Cold War’s Nature: The Korean Demilitarized Zone and Mid-Century American Science

Date: 

Thursday, February 10, 2022, 4:30pm to 6:00pm

Location: 

Online (Zoom)

SBS Seminar
Co-sponsored by Harvard University Asia Center's Science and Technology in Asia Seminar Series and Department of Anthropology, Harvard University

event poster

Eleana Kim
Associate Professor of Anthropology, University of California, Irvine 

Eleana Kim is a sociocultural anthropologist and author of the forthcoming book, Making Peace with Nature: Ecological Encounters along the Korean DMZ (Duke UP, 2022) and Adopted Territory: Transnational Korean Adoptees and the Politics of Belonging (Duke UP, 2010), which received the 2012 James B. Palais Prize from the Association of Asian Studies, and the 2012 Social Science Book Award from the Association of Asian American Studies. She is an associate professor in the Anthropology Department and affiliated faculty of the Asian American Studies Department at University of California, Irvine.

> [Given data]
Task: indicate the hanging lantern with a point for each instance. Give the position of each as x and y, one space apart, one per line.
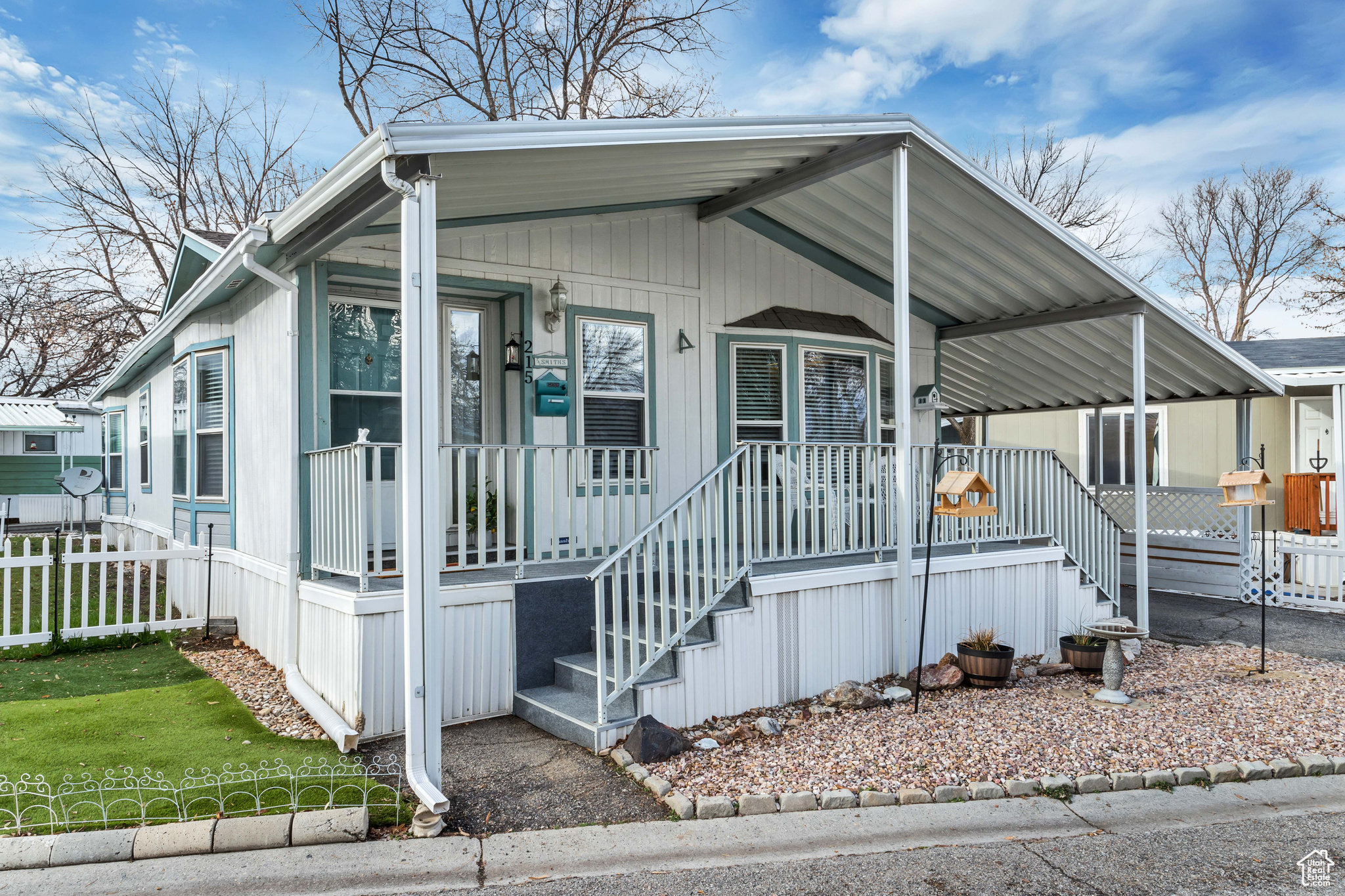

> [The request] List every academic department named in the event notice. The listing plays no part in what follows.

> [In response]
- Department of Anthropology, Harvard University
- Anthropology Department, University of California, Irvine
- Asian American Studies Department, University of California, Irvine